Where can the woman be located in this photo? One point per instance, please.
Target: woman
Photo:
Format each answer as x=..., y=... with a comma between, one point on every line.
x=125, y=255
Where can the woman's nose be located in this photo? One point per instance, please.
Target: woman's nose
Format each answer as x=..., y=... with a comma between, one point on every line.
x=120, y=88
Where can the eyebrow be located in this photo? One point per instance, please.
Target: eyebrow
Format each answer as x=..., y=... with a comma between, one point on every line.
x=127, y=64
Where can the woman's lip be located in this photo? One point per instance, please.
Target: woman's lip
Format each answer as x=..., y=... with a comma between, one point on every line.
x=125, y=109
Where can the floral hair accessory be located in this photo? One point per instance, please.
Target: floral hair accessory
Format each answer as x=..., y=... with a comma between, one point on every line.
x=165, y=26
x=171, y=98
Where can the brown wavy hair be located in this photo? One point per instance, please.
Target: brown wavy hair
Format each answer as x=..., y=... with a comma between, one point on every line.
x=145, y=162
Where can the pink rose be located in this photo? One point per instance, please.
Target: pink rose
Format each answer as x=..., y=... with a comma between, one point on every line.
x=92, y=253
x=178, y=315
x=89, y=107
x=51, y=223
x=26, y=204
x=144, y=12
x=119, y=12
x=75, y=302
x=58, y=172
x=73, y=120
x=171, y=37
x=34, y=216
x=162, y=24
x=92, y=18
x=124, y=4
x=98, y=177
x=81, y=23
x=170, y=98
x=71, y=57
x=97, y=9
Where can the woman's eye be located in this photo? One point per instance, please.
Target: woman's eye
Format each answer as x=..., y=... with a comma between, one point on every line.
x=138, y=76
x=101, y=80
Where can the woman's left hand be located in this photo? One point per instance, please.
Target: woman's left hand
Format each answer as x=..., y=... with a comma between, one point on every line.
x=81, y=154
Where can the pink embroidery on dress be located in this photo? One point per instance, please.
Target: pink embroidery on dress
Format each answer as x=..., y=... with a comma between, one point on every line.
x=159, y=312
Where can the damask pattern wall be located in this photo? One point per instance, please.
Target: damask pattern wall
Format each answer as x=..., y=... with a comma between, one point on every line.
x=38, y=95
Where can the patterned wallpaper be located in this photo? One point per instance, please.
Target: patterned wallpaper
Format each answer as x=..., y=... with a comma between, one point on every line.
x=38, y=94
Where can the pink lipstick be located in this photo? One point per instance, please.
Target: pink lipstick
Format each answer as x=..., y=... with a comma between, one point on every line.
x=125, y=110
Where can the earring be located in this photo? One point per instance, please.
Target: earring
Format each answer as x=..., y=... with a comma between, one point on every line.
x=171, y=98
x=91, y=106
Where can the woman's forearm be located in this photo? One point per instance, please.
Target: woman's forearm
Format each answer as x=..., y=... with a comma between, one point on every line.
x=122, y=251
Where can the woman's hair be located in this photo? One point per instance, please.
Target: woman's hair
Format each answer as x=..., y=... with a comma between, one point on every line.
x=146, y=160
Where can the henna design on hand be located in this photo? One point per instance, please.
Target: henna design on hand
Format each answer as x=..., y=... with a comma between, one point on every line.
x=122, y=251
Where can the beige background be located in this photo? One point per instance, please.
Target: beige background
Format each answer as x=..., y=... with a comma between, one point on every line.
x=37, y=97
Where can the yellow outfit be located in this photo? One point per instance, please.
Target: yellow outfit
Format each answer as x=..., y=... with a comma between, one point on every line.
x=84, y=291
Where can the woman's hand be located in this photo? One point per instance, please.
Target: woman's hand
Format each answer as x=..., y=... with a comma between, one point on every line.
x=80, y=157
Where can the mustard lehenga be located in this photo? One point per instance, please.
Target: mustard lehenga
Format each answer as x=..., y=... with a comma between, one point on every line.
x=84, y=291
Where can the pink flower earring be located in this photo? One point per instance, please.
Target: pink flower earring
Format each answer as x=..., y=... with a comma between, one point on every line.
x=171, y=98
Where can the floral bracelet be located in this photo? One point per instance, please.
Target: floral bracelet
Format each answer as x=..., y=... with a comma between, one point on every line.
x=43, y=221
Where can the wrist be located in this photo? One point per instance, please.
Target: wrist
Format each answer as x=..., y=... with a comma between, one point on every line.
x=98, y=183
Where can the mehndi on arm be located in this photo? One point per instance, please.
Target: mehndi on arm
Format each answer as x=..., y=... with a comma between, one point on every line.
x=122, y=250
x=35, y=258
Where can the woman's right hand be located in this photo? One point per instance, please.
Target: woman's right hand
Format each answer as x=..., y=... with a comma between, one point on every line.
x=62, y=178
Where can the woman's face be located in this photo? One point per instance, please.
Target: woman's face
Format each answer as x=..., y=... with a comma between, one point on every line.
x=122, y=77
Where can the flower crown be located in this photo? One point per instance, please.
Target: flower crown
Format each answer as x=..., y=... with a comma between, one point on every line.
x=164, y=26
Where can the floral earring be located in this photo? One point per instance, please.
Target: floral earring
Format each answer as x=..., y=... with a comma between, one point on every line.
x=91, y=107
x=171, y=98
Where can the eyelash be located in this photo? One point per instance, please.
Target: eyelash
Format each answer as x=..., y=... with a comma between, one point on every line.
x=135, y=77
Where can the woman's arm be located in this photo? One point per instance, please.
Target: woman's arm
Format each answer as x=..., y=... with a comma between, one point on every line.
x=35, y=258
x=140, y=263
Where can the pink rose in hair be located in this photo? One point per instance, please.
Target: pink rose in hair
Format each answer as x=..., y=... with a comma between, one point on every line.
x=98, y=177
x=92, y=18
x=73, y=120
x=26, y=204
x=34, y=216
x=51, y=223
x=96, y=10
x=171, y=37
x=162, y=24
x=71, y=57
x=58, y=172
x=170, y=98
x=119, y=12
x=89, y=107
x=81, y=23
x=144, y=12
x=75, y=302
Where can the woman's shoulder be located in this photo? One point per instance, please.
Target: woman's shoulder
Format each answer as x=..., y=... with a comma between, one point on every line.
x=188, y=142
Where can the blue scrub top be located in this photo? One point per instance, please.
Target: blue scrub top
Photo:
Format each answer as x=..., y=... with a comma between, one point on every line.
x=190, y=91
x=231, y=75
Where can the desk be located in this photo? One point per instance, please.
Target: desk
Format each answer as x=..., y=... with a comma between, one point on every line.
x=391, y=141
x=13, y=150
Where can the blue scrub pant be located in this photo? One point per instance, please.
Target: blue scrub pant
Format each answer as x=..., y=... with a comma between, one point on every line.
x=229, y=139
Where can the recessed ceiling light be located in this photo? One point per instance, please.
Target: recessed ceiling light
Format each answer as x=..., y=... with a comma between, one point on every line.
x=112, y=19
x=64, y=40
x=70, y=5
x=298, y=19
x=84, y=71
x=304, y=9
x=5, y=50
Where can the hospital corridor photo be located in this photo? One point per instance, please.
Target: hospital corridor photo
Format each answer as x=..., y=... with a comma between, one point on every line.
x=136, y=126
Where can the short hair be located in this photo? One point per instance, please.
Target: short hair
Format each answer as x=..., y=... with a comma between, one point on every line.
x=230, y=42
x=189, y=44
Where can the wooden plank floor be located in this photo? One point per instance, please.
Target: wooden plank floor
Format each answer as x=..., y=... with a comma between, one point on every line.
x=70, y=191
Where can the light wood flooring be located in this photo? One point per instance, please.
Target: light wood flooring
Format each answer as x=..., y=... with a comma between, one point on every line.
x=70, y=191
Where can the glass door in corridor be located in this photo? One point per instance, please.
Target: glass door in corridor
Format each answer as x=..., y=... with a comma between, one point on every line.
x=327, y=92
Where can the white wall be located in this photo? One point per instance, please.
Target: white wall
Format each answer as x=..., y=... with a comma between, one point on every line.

*The problem*: Copy all of the lines above, reproducing each one without any change.

*Response to this exercise*:
Where can the woman be located in this photo? One point per instance, please.
Target: woman
Photo:
Format each answer as x=..., y=... with a comma between, one point on every line.
x=125, y=255
Where can the woman's nose be located in this photo? One point per instance, please.
Target: woman's nose
Format each answer as x=..., y=... with a comma between, one point on every line.
x=120, y=88
Where can the eyebrow be located in this photo? One point per instance, please.
Target: eyebrow
Format each answer as x=..., y=... with a comma between, one point on every line.
x=127, y=64
Where can the woman's lip be located in this photo? One point per instance, please.
Target: woman's lip
Format each answer as x=..., y=... with a comma between, one point on every line.
x=125, y=109
Where can the floral hair accessory be located in this photo? One point per instance, please.
Target: floral hair accessory
Format each answer as x=..., y=... with a comma between, one point on every line.
x=165, y=26
x=171, y=98
Where can the brown wavy hair be located in this photo? One point per instance, please.
Target: brown wavy hair
Format each answer as x=..., y=... with a comma between, one point on every line.
x=145, y=162
Where can the pink rose be located in this photo? One point per instance, please.
Target: pink rose
Format each answer as x=..., y=... with a comma between, one point on every line.
x=92, y=253
x=178, y=315
x=89, y=107
x=51, y=223
x=26, y=204
x=144, y=12
x=119, y=12
x=75, y=302
x=58, y=172
x=73, y=120
x=171, y=37
x=34, y=216
x=162, y=24
x=92, y=18
x=124, y=4
x=98, y=177
x=81, y=23
x=170, y=98
x=71, y=57
x=97, y=9
Where can the woman's eye be located in this photo? One point per instance, please.
Target: woman's eye
Format each answer as x=..., y=... with a comma between, one point on every line.
x=138, y=76
x=101, y=80
Where can the woman's left hand be located in this photo? One point per instance, please.
Target: woman's left hand
Format each answer as x=..., y=... with a comma between, one point on every line.
x=81, y=154
Where can the pink embroidery on dress be located in this photo? One point per instance, please.
Target: pink embroidery on dress
Format each answer as x=..., y=... with a comma between, one point on every line.
x=159, y=312
Where can the damask pattern wall be located in this photo? One point per instance, please.
Target: damask pattern wall
Format each answer as x=..., y=... with a comma between, one point on every line.
x=38, y=95
Where can the patterned wallpaper be located in this photo? One point per instance, please.
Target: patterned wallpaper
Format each answer as x=..., y=... with a comma between, one point on every line.
x=38, y=94
Where can the pink lipstick be located in this photo? One point per instance, please.
Target: pink lipstick
Format each answer as x=..., y=... with a comma between, one point on every line.
x=125, y=110
Where can the earring be located in this photo? One point per instance, please.
Target: earring
Format each answer as x=..., y=... with a comma between, one point on every line.
x=171, y=98
x=91, y=106
Where can the woman's forearm be located in this photo? One point per instance, please.
Target: woman's forearm
Format each answer as x=..., y=... with a comma between, one point on every line.
x=122, y=251
Where can the woman's hair be located in this photo? One point per instance, please.
Target: woman's hair
Format each answer as x=..., y=... with a comma between, one point on every line.
x=146, y=160
Where can the henna design on hand be located in this photo? One point per instance, please.
Target: henna design on hand
Format each answer as x=..., y=... with a comma between, one point on every line.
x=122, y=251
Where can the beige background be located in this photo? One point per instance, please.
Target: beige background
Format each answer as x=..., y=... with a comma between, one point on every line.
x=37, y=97
Where can the yellow outfit be located in this photo? One point per instance, please.
Target: yellow outfit
Format each answer as x=..., y=... with a comma between, one point on every line.
x=84, y=291
Where can the woman's hand be located in this photo? One point per instance, please.
Target: woman's hand
Format each answer as x=..., y=... with a comma between, one point on every line.
x=80, y=157
Where can the mustard lehenga be located in this photo? One point per instance, please.
Target: mustard lehenga
Format each answer as x=..., y=... with a comma between, one point on every line.
x=84, y=291
Where can the pink flower earring be located in this photo? One point per instance, please.
Target: pink flower earring
Format each answer as x=..., y=... with a comma between, one point on every line.
x=171, y=98
Where can the floral bracelet be located in this photo? One point per instance, please.
Target: floral bracelet
Format each answer as x=..., y=... with a comma between, one point on every line.
x=43, y=221
Where can the wrist be located in this photo? One point per instance, please.
Target: wrist
Format each answer as x=..., y=... with a comma between, one point on every line.
x=98, y=183
Where can the mehndi on arm be located in this photo? One point per instance, please.
Target: mehndi on arm
Format each answer as x=..., y=... with a comma between, one point on every line.
x=122, y=250
x=35, y=258
Where can the woman's right hand be located in this photo? One point per instance, please.
Target: woman's right hand
Format each answer as x=..., y=... with a comma between, one point on every line.
x=62, y=178
Where can the woman's face be located in this photo? One point per instance, please.
Target: woman's face
Format each answer as x=..., y=... with a comma between, one point on every line.
x=122, y=77
Where can the flower crown be located in this photo? One point per instance, please.
Target: flower crown
Format each answer as x=..., y=... with a comma between, one point on every line.
x=164, y=26
Where can the floral earring be located in this photo? One point per instance, please.
Target: floral earring
Format each answer as x=..., y=... with a comma between, one point on every line.
x=91, y=107
x=171, y=98
Where can the eyelash be located in this photo? One point per instance, please.
Target: eyelash
Format each answer as x=..., y=... with a comma between, one point on every line.
x=135, y=77
Where can the woman's arm be located in this photo? One point per instance, please.
Target: woman's arm
Format each answer as x=..., y=... with a comma between, one point on every line.
x=35, y=258
x=140, y=263
Where can the pink rose in hair be located in this photo? One point per instance, please.
Target: pink rose in hair
Format each answer as x=..., y=... with a comma between, one point on every line.
x=98, y=177
x=92, y=18
x=73, y=120
x=26, y=204
x=34, y=216
x=51, y=223
x=96, y=10
x=171, y=37
x=162, y=24
x=71, y=57
x=58, y=172
x=170, y=98
x=119, y=12
x=89, y=107
x=81, y=23
x=144, y=12
x=75, y=302
Where can the woman's shoulder be located in this photo? One point per instance, please.
Target: woman's shoulder
Format each answer as x=..., y=... with a comma between, one point on every line.
x=188, y=142
Where can the blue scrub top be located in this photo? One point per instance, please.
Target: blue scrub top
Photo:
Format each answer as x=..., y=... with a comma between, one point on every line.
x=190, y=91
x=231, y=75
Where can the desk be located in this photo? One point per instance, please.
Target: desk
Format each answer as x=..., y=... with a comma between, one point on every line.
x=391, y=141
x=13, y=150
Where can the blue scrub pant be located in this photo? One point per instance, please.
Target: blue scrub pant
Format each answer as x=..., y=... with a comma between, one point on every line.
x=229, y=139
Where can the recessed ceiling light be located in this photo? One point per instance, please.
Target: recessed ceiling light
Format each answer as x=..., y=... with a comma between, one point on every line.
x=112, y=19
x=64, y=40
x=70, y=5
x=298, y=19
x=84, y=71
x=304, y=9
x=5, y=50
Where can the hospital corridor photo be located in this photo? One point per instance, please.
Target: hospital corridor photo
Format each answer as x=..., y=... with a comma between, one point on every line.
x=136, y=126
Where can the short hair be located in this photo? One point per instance, please.
Target: short hair
Format each answer as x=..., y=... with a comma between, one point on every line.
x=230, y=42
x=189, y=44
Where can the wooden plank floor be located in this photo? One point per instance, please.
Target: wooden plank floor
Format each answer as x=..., y=... with a comma between, one point on every line.
x=70, y=191
Where can the light wood flooring be located in this photo? One point per instance, please.
Target: light wood flooring
Format each answer as x=..., y=... with a comma between, one point on every line.
x=70, y=191
Where can the glass door in corridor be located in this photo? One point per instance, please.
Target: glass door in corridor
Format each answer as x=..., y=... with a comma between, one point on every line.
x=327, y=92
Where can the white wall be located in this photo? One point per instance, please.
Target: white wall
Format each answer as x=..., y=... with a comma between, one point on every line.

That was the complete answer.